Task data: Begin
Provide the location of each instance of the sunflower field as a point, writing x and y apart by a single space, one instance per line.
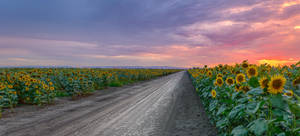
41 86
249 100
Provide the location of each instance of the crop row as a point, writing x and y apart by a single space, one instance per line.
40 86
248 99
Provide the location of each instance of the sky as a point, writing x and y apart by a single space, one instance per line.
182 33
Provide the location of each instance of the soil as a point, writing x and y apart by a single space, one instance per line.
166 106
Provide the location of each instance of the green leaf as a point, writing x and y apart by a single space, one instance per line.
281 134
258 127
222 123
278 102
237 111
255 92
253 107
239 131
253 82
295 109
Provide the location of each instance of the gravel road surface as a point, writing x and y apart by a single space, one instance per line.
166 106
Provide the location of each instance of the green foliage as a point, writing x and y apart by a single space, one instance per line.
254 109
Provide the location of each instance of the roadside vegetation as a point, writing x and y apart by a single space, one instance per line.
40 86
248 99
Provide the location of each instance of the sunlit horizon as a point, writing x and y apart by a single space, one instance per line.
155 33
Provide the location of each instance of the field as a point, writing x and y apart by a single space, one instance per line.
41 86
248 99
Task data: End
# What is needed:
From the line holding "Provide the location of each instance of the green foliage" to the last line of the entries above, restate each line exactly; include both ends and omit everything else.

# Solution to this task:
Provide the location of each instance of the green foliage as a point, writing x and y apart by a single space, one instance per line.
254 109
Provide the location of each instance of the roadside vegetation as a point, writing x and y apart by a single space, one instance per line.
40 86
248 99
Provide the location of each instance of the sunlit horizon as a point, writing x and y apart by a single space, one instance per line.
155 33
Provide the location of each instance of the field as a point, writing x and y apart by a single space, one instance per line.
41 86
248 99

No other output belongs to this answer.